>> Start DATA TO USE

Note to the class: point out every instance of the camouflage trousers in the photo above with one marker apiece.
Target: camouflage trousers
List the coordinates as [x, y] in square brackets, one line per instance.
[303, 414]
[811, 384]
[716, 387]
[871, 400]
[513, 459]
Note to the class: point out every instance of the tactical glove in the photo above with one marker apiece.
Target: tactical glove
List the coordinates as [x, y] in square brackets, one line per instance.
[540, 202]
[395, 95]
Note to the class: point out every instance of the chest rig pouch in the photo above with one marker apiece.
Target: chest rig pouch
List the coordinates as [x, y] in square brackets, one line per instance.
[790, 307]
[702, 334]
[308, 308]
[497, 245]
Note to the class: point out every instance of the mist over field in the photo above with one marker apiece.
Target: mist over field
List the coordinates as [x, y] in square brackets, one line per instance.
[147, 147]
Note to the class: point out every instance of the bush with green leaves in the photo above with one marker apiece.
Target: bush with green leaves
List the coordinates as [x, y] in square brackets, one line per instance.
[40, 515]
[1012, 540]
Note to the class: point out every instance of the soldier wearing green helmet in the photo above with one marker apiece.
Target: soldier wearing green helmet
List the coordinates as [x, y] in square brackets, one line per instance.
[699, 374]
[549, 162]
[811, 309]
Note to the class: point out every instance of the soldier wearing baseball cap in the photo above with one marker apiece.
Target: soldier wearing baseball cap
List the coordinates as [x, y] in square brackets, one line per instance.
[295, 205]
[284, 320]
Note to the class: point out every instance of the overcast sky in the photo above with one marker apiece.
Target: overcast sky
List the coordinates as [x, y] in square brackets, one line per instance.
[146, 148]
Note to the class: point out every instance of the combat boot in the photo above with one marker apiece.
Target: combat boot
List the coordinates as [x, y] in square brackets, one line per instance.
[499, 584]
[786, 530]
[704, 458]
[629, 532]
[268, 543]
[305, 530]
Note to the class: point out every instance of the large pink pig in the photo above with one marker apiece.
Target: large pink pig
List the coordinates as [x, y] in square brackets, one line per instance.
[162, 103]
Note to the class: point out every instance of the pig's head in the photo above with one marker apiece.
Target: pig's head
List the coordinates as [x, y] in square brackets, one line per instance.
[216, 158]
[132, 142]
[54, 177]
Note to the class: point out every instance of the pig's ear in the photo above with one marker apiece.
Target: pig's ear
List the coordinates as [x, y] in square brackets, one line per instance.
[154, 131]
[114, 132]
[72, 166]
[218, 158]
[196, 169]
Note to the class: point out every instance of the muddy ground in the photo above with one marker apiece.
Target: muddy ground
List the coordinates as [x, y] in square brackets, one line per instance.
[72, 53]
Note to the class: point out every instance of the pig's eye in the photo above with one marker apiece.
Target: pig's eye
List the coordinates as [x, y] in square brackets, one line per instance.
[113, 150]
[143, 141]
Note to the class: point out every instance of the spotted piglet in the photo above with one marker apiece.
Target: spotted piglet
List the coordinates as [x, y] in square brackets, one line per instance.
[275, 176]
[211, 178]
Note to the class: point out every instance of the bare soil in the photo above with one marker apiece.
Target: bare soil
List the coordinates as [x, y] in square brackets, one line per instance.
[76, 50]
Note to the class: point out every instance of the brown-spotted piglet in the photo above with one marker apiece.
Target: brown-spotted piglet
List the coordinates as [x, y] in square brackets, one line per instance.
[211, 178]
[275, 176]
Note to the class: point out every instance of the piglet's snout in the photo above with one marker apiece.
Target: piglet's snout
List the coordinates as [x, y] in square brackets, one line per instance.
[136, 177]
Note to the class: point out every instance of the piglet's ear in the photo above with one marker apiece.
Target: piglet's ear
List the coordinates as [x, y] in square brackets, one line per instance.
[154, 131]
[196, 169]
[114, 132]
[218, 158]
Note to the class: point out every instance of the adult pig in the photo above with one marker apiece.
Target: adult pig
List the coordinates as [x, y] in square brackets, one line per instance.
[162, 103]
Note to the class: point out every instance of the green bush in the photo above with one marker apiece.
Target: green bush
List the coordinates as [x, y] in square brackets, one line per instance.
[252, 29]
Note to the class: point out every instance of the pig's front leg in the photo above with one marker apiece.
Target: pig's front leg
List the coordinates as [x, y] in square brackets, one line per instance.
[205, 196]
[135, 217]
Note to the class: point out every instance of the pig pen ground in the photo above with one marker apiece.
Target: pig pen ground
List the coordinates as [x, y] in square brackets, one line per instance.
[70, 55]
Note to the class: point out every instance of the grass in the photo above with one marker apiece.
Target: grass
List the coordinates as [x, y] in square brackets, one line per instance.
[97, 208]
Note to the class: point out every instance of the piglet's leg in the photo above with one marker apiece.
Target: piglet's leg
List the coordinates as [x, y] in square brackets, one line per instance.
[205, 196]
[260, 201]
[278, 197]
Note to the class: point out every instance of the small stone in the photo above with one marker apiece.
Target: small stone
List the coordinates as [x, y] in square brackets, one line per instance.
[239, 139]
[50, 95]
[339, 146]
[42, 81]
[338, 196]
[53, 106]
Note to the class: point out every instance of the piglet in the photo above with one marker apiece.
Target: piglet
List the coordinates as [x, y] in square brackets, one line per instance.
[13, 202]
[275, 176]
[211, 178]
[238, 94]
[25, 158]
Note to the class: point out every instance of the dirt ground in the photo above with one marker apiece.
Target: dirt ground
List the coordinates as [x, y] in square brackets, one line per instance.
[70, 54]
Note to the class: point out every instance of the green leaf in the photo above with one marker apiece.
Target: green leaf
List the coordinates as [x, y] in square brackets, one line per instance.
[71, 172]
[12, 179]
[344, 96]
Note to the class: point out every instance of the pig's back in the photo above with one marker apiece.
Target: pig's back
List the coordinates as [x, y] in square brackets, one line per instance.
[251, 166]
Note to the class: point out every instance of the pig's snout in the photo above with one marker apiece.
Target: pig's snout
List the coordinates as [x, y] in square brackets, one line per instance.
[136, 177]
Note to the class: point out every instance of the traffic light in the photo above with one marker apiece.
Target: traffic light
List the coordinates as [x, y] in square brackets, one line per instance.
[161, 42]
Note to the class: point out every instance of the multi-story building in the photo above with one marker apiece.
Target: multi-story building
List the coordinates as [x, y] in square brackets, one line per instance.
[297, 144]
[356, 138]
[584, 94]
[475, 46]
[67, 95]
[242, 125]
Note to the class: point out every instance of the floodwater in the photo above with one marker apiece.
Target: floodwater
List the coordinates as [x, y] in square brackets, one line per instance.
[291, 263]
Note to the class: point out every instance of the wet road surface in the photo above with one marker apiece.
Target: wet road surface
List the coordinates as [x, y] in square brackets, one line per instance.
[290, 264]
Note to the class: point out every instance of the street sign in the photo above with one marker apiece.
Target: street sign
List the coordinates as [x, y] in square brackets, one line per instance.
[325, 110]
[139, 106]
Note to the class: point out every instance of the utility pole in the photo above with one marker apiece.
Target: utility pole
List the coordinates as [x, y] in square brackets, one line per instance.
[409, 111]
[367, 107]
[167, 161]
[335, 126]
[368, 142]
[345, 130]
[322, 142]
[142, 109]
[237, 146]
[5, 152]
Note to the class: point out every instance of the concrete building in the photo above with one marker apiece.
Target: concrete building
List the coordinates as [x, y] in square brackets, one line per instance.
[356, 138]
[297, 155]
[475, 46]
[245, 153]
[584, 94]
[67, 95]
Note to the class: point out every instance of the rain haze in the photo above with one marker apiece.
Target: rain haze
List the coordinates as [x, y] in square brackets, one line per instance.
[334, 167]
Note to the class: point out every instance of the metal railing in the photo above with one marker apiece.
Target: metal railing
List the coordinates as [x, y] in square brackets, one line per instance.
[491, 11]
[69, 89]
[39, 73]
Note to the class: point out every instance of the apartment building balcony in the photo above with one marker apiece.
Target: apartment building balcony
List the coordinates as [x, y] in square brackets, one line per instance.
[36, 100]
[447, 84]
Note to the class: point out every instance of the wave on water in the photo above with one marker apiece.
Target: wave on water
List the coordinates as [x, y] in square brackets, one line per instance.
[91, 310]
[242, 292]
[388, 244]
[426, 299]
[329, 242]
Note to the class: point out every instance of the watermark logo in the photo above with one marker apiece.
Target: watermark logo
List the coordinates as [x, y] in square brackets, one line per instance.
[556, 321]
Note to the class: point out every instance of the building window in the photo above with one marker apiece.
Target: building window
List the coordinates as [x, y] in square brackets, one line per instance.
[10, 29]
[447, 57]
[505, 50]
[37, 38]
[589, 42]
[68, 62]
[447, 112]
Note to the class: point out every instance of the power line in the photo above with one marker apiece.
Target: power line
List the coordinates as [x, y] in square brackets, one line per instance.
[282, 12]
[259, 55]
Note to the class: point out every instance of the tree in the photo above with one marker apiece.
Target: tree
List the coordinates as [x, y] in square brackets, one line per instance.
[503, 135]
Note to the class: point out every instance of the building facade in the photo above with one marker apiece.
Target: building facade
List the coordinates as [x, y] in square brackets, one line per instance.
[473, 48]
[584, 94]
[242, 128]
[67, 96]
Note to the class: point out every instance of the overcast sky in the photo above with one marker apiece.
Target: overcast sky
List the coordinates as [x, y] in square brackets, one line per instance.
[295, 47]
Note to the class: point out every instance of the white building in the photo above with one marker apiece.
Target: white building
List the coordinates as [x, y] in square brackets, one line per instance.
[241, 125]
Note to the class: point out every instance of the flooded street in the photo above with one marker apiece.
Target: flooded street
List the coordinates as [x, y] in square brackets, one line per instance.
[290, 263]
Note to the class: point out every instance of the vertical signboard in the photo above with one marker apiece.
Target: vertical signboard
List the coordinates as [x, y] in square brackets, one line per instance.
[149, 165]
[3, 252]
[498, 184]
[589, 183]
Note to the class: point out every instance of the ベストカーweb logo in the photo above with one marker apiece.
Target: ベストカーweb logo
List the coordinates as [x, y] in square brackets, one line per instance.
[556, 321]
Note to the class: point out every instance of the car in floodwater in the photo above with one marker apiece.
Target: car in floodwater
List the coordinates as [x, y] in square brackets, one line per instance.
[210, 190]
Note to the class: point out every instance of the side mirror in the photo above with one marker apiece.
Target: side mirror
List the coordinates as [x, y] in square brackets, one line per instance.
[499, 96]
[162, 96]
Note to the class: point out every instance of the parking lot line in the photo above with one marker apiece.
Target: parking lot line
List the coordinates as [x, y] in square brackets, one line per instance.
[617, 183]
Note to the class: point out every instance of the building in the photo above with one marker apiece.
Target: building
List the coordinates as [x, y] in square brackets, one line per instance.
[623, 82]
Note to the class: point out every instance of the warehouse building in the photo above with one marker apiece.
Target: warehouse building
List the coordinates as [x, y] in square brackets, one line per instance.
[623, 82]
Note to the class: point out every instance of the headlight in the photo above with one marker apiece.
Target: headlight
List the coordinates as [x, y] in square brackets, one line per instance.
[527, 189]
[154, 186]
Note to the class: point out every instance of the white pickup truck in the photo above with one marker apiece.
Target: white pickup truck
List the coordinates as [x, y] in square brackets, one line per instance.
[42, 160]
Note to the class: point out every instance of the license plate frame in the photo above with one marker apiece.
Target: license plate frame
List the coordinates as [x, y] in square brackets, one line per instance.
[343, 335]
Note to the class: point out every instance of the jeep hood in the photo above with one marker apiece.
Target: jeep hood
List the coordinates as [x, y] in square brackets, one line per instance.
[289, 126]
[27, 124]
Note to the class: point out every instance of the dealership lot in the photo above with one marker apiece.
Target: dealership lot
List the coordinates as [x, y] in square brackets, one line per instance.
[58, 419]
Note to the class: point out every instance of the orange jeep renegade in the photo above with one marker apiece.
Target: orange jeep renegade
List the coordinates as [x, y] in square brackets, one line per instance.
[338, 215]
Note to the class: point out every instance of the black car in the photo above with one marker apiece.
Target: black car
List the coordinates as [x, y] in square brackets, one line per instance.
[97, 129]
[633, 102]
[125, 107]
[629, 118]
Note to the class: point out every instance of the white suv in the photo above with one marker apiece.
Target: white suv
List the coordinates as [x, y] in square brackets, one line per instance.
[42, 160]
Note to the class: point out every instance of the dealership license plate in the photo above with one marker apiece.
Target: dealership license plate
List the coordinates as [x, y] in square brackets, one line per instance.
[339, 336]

>> End DATA TO USE

Extract, exactly, the lines above that begin at the line containing "Note to the class: point out every instance of the license" and end at the final line of the records; add no other text.

### TASK OUTPUT:
Note to the class: point out every instance of the license plate frame in the photo above with one marker apiece.
Target: license plate frame
List the coordinates as [x, y] in square brackets, one line per instance.
[343, 335]
Note to the class: point out every instance of the jeep hood in the photo above with one marker apiece.
Target: jeep hood
List the coordinates as [x, y] in square brackets, one line per instance.
[289, 126]
[27, 124]
Note to the class: point out every instance of the dealership lot in the photo above with one marker apiece.
Target: dealership lot
List the coordinates as [x, y] in square brackets, one line per instance.
[58, 419]
Note to the class: point out every instance of the orange jeep renegade in the photo above with one marker apiece.
Target: orange jeep renegade
List the coordinates as [x, y] in square brackets, one line per instance.
[338, 215]
Note to the class: point out every instance of the black car in the photo above with one marker apiece.
Target: black car
List the coordinates as [x, y] in square brackets, one line per instance.
[97, 129]
[633, 102]
[125, 107]
[629, 118]
Note to the class: point out every instance of the white suv in the photo above with one marker apiece.
Target: white suv
List the coordinates as [x, y] in square brackets, one line per instance.
[42, 160]
Note to the class: point out every instance of the dealership license plate in the photo above with one marker apiece.
Target: dealership license plate
List the coordinates as [x, y] in square brackets, one line per instance.
[339, 336]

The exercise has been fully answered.